▸ **Data for this exercise**
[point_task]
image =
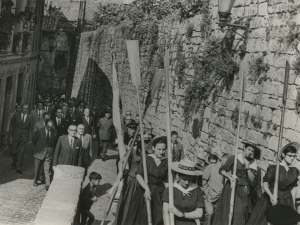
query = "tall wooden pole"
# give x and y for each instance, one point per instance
(242, 93)
(286, 83)
(168, 119)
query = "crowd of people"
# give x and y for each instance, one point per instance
(62, 131)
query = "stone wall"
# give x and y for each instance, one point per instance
(269, 24)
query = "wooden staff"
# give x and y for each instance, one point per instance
(170, 154)
(286, 84)
(119, 180)
(233, 184)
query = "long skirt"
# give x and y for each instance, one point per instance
(258, 215)
(127, 194)
(241, 209)
(138, 210)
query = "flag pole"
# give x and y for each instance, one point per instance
(170, 175)
(233, 184)
(286, 84)
(134, 62)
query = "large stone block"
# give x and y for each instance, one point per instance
(54, 216)
(68, 172)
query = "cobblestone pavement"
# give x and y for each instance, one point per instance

▸ **What the task requires**
Copy the whole of the material above exactly, but not its images.

▸ **Result for this exercise**
[point_task]
image =
query = "tall wooden pole"
# give x and y for each instance, one point per instance
(242, 93)
(286, 83)
(168, 119)
query = "crowd of people"
# give x and y for each instance, one point per instance
(62, 131)
query = "stone wall"
# give x and y for each instance, one point per instance
(269, 24)
query = "wooden staff"
# give x and y for each instance, one point per instance
(170, 154)
(286, 84)
(119, 180)
(233, 184)
query = "long skirt"
# give x and y for each instance, one point per instance
(258, 215)
(127, 194)
(241, 209)
(138, 210)
query = "flag pole"
# give x and y for each instance, one point per instance
(170, 175)
(233, 184)
(286, 84)
(134, 62)
query = "large stone block"
# give x and y for each instance, one point per instance
(54, 216)
(68, 172)
query = "cobblestone pavement"
# give x and y for each instance, one point per instance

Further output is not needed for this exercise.